Problem details: Set down each line of the material that follows exactly, and leave its pictures out.

━━ Supplied data ━━

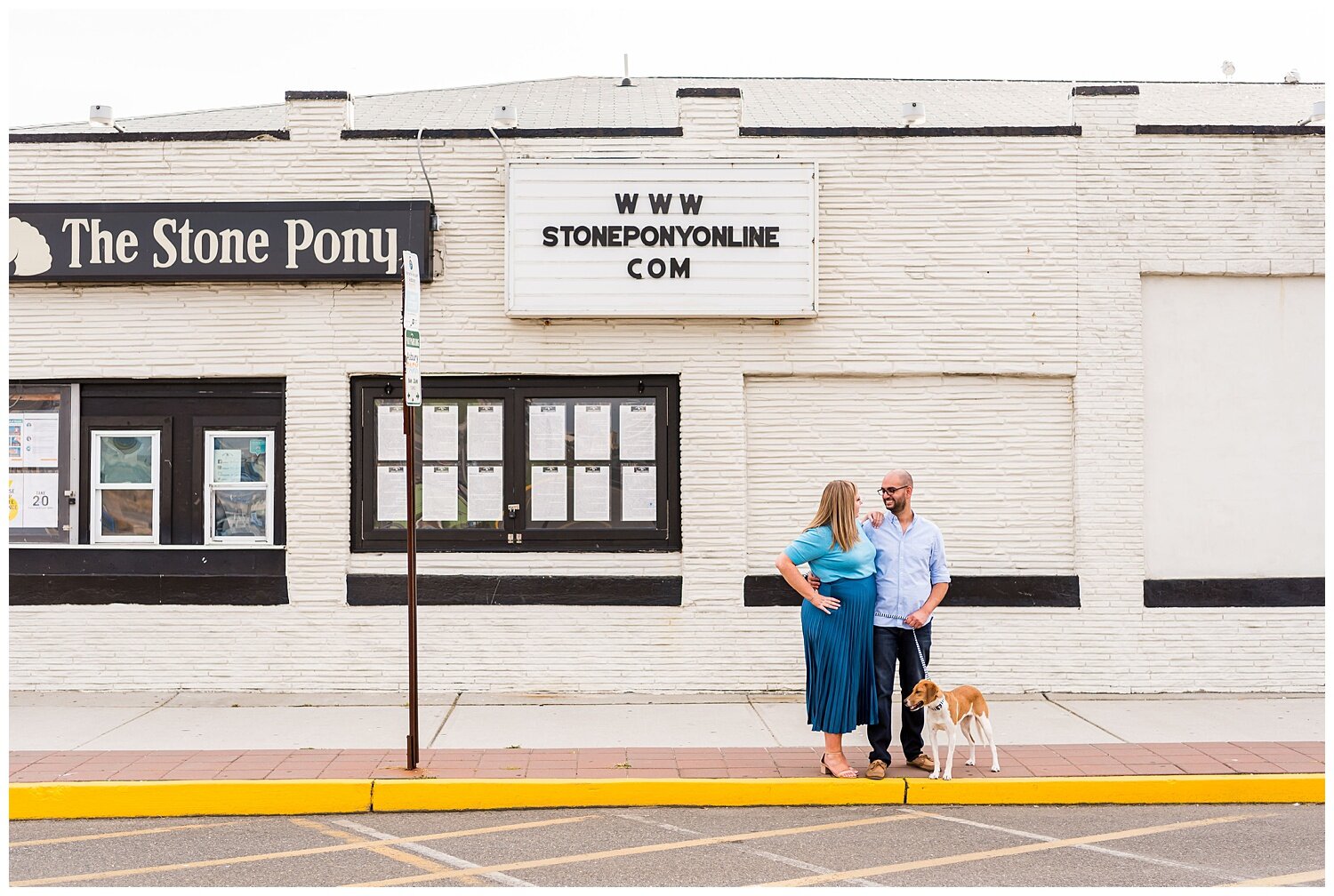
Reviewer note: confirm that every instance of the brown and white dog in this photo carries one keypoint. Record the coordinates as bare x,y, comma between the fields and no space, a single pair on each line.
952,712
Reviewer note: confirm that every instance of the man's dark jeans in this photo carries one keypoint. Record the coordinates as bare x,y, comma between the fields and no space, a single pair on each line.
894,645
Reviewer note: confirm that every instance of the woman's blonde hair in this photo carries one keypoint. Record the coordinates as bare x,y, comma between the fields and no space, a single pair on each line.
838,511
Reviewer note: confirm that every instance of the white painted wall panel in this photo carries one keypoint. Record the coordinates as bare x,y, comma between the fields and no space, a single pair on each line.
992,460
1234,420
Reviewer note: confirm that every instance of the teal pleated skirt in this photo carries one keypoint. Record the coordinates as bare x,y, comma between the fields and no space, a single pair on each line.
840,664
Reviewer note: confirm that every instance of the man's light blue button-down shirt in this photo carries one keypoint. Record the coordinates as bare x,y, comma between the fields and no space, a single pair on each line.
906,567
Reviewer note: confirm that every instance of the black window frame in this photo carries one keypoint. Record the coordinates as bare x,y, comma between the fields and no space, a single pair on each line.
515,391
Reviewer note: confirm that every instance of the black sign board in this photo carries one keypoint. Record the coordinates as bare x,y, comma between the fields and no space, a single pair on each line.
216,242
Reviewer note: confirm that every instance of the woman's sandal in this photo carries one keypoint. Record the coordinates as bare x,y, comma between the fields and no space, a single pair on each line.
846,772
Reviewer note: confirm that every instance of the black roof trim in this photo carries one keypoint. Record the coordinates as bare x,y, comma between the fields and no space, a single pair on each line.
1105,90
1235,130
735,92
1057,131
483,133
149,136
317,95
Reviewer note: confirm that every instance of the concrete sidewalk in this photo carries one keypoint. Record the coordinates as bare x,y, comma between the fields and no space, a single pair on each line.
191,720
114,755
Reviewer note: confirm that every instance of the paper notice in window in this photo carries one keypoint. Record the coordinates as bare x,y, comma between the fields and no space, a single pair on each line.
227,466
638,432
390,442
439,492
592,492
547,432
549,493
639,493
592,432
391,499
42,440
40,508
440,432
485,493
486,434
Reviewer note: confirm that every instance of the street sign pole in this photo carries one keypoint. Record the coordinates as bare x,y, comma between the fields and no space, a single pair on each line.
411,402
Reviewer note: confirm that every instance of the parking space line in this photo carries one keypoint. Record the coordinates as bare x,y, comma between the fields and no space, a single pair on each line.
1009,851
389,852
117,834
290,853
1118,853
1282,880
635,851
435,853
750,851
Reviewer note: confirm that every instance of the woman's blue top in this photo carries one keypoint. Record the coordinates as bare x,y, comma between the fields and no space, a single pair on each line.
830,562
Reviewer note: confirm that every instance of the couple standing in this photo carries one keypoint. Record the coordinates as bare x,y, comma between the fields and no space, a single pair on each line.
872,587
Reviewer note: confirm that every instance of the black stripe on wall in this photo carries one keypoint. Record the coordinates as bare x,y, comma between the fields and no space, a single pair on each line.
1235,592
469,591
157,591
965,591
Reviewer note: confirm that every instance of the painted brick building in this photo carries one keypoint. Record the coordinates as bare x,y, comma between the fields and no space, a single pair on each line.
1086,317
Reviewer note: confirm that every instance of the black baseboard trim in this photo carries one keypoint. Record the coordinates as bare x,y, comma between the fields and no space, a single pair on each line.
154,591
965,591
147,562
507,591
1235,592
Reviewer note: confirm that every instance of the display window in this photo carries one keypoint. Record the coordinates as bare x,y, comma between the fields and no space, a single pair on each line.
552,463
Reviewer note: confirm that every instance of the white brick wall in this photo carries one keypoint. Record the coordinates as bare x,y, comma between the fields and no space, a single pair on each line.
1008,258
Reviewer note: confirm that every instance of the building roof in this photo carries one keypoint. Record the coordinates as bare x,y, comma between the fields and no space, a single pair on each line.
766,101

━━━

Answer area:
Reviewer note: confirm that every instance of the brown and white dog in this photo carries one keypoint. Record the coordinates as bare x,y, comma between the fields and no space, a single pair on each line.
952,712
Reviewer note: confirm that every instance of the man's dark jeans in this photo carries one keypoint. Record the coordinates as bare x,y, comma between the fields and no space, a single pair on each line.
894,645
Reviewer note: confirm that every instance of the woman's blonde hair in this photo carries one keypoint. Record the coordinates as bare x,y, comma between the fields and no space, a single pair on each line.
838,511
Reviewer note: confirm that every instance of the white painted wall panel in this photo carries one keypoint. Record the coordinates as bare x,y, comma between the fields and no space, a single pair on each line.
992,460
1234,420
Reviewer note: confirm that every instance of the teal pleated skirt in this photo carries one keypoint. Record the coordinates as bare x,y, comma between the fields and no space, a single pair on each line.
840,664
Reviewer note: confirm that every instance of the man's light blue button-down shirt in this photo carries one keypoint. Record the coordinates as bare x,y, comma between the fields and no space, a single pair on each line.
906,567
Reviewer note: confirm that every instance of the black window frame in this photo carries one keypoint. Record the coordinates as bare x,y, comma between the fields and no space, a single pair on each line.
515,391
Reviewer note: confirm that every instance of the black sign board in this photo carries one keypoint. Record the coordinates as bare x,y, comma between the fields and no space, a single pair on each line.
216,242
Reviewer note: confirm that every instance of the woman's sandal in this photo carries one keypoint. Record the coordinates as bare x,y, comma between the fields and no space, a single pair on each line.
846,772
Reviewer note: confirm that every instance of the black roof trim in this photo carries one keypoint. Record the coordinates as bare x,y, comma between the fields and no space, a single pair on each line.
1105,90
1235,130
735,92
1057,131
483,133
149,136
317,95
Reviewer note: confirm that every instance of the concrete sidewalk in this photo carries one keypoint. Record the coordinates as bare x,y, comma between the fields and no space, a single pair on each line.
191,720
114,755
Reviewer note: confirm that every instance of the paper notice in window in this photo carries one keypoint. Record the coordinates as bare x,y, comma between the fields and no space, a single pair on each line.
227,466
638,432
390,442
439,492
592,492
547,432
549,493
639,493
592,432
391,499
42,440
40,508
440,432
485,493
486,434
Reviewer note: confirm that every instance of the street sign pole in this photo carries one keypoint. Record the coordinates as bare x,y, comma between the fields and no space, a single pair on each line.
411,402
Reviewer note: confirm that every instance of the parking space line in this photo carries one keypoint. Record the coordinates as bare x,y, comma between the fields and no space, a single pair on each line.
1009,851
389,852
117,834
290,853
1118,853
1282,880
635,851
435,853
750,851
Reviewer note: confirm that every instance of the woman's blue top in this photo carries one keypoint. Record the coordinates as bare x,y, comma between the fields and no space, a single pair on each line.
830,562
Reviewer note: confirm that every instance of the couple standing in this photo carries one keypoint. Record the coordinates as bare x,y, comma between the fields and no space, a single pair on each line.
872,587
Reviewer note: confirm that every instance of the black stripe on wall in this photo carries one keypoint. Record the coordinates as bare x,y, comma between the fields and no space, a single pair on each line.
1235,592
469,591
157,591
965,591
Reviewer note: confirm that every instance of the painted brick building in this photo carries one keypoint. Record the coordinates as bare x,y, comma between the fields and no space, a single pair on each line.
1086,317
Reviewer note: confirm that every instance of the black baseboard trim in this photo carries one keypoint. Record the coordinates as bare x,y, comma between the fields and no space, a single pair on each line.
154,591
965,591
147,562
507,591
1235,592
Reviewer note: confirm that every instance of the display window in this photo carries one keypoint. Record the coordinates as bare x,y, comma between the fields and no space, a single pair on each line.
552,463
Reviewer note: confirm that every instance of the white brick wall in this photo carries one keypoint. Record the coordinates as bare x,y, comma between the fields and no space, a single pair on each line.
1008,258
Reviewer note: confirm that every instance of the building roof in this photo carries one keypoint. Record the coordinates as bare x,y, comma between the fields and no space, a single pair on each line.
766,101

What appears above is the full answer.